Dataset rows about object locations
-- begin --

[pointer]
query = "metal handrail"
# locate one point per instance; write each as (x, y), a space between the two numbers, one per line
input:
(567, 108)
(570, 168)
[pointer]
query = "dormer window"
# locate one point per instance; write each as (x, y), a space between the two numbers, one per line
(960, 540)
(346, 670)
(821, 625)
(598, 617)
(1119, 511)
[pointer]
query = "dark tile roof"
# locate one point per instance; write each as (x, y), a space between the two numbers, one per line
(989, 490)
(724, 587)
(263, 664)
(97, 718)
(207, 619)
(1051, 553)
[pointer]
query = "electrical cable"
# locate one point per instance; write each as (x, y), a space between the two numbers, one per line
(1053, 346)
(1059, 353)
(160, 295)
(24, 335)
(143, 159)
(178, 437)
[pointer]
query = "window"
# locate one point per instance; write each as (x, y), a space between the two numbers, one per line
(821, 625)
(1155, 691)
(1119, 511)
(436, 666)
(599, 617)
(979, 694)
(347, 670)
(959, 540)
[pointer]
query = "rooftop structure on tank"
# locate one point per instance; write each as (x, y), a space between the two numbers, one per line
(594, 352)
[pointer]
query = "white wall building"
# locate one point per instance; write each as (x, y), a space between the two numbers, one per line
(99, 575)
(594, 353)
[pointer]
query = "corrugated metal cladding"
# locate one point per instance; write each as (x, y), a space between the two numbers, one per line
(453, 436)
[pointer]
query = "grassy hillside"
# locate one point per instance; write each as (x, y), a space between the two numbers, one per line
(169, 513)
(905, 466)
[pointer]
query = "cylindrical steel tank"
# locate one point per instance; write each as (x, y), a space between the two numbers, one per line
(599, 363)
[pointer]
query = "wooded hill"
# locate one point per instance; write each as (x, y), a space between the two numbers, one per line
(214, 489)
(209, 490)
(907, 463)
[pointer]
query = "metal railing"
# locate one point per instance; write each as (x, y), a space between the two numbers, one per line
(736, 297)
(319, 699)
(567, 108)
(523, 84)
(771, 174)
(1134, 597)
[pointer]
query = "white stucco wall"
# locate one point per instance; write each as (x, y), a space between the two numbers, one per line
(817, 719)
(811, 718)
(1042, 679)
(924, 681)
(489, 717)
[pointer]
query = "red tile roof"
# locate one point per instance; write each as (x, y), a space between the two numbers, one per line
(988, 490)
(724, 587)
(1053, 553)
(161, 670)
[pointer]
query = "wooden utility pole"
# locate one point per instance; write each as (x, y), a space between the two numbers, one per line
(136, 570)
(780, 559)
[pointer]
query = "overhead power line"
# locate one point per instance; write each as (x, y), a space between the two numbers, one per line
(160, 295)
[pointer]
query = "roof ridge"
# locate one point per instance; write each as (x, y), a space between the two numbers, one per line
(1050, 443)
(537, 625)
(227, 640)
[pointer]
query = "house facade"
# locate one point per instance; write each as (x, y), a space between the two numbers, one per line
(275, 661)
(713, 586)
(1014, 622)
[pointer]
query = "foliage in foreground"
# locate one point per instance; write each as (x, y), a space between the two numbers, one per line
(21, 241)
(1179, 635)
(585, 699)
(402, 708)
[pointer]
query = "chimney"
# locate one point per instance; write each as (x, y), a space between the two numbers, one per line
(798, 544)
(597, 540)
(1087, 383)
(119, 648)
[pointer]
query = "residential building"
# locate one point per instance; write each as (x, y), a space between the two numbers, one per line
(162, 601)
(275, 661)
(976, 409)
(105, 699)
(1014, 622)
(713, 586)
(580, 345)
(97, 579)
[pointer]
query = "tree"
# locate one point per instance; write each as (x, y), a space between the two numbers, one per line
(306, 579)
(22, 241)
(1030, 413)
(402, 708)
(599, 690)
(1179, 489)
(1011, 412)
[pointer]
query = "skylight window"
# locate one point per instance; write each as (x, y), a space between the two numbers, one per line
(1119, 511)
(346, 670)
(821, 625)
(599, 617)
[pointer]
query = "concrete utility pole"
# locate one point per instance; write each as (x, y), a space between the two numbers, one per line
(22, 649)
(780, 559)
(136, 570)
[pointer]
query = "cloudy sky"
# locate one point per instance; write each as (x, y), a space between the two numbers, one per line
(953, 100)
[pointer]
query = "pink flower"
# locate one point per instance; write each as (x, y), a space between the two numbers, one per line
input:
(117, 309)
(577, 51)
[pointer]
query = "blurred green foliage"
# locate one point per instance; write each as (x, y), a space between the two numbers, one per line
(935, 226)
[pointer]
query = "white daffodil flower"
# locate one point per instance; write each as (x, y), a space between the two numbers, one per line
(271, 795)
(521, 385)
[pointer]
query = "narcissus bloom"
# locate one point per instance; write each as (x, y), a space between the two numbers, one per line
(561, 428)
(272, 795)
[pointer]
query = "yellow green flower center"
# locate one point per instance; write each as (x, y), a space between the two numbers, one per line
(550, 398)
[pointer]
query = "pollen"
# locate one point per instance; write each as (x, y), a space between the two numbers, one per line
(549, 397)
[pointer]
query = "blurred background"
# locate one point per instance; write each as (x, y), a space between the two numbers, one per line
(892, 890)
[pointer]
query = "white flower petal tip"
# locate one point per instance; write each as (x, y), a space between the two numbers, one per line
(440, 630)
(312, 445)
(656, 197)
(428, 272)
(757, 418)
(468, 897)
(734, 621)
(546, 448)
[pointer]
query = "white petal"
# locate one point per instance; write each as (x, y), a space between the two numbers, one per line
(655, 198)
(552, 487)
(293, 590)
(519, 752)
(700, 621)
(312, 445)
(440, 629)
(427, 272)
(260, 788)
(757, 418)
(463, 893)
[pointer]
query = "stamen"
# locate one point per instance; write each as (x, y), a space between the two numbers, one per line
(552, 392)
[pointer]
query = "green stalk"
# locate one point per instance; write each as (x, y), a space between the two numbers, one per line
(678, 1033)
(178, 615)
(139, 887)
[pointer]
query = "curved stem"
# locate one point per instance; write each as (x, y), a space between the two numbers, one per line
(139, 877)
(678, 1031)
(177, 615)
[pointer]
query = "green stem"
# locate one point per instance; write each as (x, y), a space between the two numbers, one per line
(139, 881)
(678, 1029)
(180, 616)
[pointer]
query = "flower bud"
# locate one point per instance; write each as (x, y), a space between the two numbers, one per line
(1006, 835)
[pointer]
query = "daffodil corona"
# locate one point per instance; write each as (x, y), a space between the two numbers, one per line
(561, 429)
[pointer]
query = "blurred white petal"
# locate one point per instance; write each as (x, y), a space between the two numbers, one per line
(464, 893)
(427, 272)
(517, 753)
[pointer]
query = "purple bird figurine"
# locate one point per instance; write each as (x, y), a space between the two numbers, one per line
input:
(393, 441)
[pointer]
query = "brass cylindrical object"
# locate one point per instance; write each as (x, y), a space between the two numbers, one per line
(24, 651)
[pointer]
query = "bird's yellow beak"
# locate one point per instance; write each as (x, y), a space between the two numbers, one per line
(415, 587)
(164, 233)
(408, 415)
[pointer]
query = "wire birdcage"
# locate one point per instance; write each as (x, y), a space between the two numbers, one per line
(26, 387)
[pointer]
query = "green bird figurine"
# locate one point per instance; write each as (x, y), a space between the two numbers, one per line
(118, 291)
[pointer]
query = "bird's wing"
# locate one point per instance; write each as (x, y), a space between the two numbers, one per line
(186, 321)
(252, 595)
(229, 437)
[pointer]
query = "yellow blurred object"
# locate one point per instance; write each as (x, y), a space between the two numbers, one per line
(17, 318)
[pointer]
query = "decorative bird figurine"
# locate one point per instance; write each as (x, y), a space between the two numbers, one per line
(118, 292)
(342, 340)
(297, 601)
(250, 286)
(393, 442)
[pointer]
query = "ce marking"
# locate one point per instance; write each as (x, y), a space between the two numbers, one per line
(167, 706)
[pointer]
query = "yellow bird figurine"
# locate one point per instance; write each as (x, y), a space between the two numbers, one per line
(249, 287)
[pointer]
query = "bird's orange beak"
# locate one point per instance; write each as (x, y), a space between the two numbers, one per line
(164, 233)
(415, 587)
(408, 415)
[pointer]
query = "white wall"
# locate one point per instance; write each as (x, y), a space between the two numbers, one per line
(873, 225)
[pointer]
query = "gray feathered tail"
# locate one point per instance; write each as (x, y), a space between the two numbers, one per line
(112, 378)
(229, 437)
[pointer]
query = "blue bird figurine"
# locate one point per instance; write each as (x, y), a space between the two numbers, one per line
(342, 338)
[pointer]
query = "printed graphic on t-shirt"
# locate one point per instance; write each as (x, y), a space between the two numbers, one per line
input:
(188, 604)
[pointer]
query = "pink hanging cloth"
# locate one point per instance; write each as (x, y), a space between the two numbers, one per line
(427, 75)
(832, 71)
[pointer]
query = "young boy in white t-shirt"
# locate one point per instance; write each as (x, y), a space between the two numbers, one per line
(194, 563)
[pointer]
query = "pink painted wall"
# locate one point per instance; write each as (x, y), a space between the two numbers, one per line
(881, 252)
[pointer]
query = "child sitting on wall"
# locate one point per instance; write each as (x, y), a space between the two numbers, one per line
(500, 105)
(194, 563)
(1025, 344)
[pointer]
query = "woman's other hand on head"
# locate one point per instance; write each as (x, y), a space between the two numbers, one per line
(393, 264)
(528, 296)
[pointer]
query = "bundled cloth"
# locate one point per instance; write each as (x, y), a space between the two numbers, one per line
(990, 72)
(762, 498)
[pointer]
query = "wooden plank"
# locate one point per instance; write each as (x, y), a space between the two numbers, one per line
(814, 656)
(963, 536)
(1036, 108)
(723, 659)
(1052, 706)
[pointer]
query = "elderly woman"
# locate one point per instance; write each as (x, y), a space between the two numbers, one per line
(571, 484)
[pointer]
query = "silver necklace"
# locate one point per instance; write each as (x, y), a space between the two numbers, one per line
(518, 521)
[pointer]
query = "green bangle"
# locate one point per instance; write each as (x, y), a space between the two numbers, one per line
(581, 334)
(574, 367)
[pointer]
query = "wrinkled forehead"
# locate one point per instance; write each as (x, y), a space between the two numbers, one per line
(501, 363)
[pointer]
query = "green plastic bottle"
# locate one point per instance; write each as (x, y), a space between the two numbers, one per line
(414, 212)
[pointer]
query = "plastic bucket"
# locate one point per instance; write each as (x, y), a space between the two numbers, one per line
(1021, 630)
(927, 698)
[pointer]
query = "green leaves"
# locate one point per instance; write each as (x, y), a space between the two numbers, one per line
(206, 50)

-- end --

> **The request**
Please find each line in the rows above that contains the word "foliage" and copy it out. Matching is case-sensitive.

> **Written response**
query = "foliage in foreground"
query = "blurred green foliage"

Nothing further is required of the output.